Aim -
Give the data from the line containing "fence, it would be much appreciated." through the line containing "MULTIPOLYGON (((143 136, 155" as a Markdown table with the columns Row and Line, one numbered row per line and blank lines left out. Leave the pictures out of your answer.

Information shown -
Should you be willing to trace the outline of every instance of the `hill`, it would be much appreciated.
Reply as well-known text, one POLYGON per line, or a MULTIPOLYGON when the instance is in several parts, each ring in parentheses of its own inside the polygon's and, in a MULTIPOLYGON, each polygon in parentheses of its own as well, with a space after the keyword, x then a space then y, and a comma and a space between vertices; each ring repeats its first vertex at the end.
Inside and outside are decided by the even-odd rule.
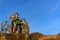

* * *

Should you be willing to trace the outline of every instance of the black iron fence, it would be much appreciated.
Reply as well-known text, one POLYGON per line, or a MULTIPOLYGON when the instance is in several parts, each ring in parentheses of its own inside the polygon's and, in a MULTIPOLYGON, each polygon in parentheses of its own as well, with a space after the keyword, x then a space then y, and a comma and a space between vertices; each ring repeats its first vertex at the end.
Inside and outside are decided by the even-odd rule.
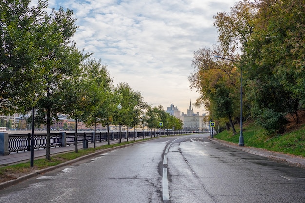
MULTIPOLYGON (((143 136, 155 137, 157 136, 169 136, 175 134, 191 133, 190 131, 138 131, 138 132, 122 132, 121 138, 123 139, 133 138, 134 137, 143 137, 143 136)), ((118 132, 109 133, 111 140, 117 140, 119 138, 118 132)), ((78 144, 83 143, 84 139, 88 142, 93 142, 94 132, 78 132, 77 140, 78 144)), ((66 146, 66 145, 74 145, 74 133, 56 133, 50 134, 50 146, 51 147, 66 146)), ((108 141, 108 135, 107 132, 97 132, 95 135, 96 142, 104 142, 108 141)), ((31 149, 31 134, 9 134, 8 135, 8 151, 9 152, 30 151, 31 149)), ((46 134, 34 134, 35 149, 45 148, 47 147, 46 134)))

Task answer -
| Row | Line |
|---|---|
| 1 | Should you be willing to trace the outline of every instance of the black iron fence, it would be much appreciated. |
| 2 | Reply as well-known text, one POLYGON per line, or a MULTIPOLYGON when the instance is in several parts, each ring in parentheses of its own inside the polygon's and, in a MULTIPOLYGON, each polygon in parentheses of its own as well, with a space after the keyword, x then a space then y, and a comma and a space between vertices; each ring repeats its first vertex at the end. |
| 3 | Inside and outside are decided by the even-odd rule. |
| 4 | MULTIPOLYGON (((143 136, 155 137, 157 136, 169 136, 175 134, 191 133, 190 131, 138 131, 138 132, 122 132, 121 138, 123 139, 133 138, 134 137, 143 137, 143 136)), ((118 132, 109 133, 111 140, 117 140, 119 138, 118 132)), ((78 144, 83 143, 84 139, 88 142, 93 142, 94 132, 78 132, 77 140, 78 144)), ((66 146, 66 145, 74 145, 74 133, 56 133, 50 134, 50 146, 51 147, 66 146)), ((108 141, 108 135, 107 132, 97 132, 95 135, 96 142, 104 142, 108 141)), ((31 149, 31 134, 9 134, 8 135, 8 151, 9 152, 30 151, 31 149)), ((46 134, 34 134, 35 149, 45 148, 47 147, 46 134))) |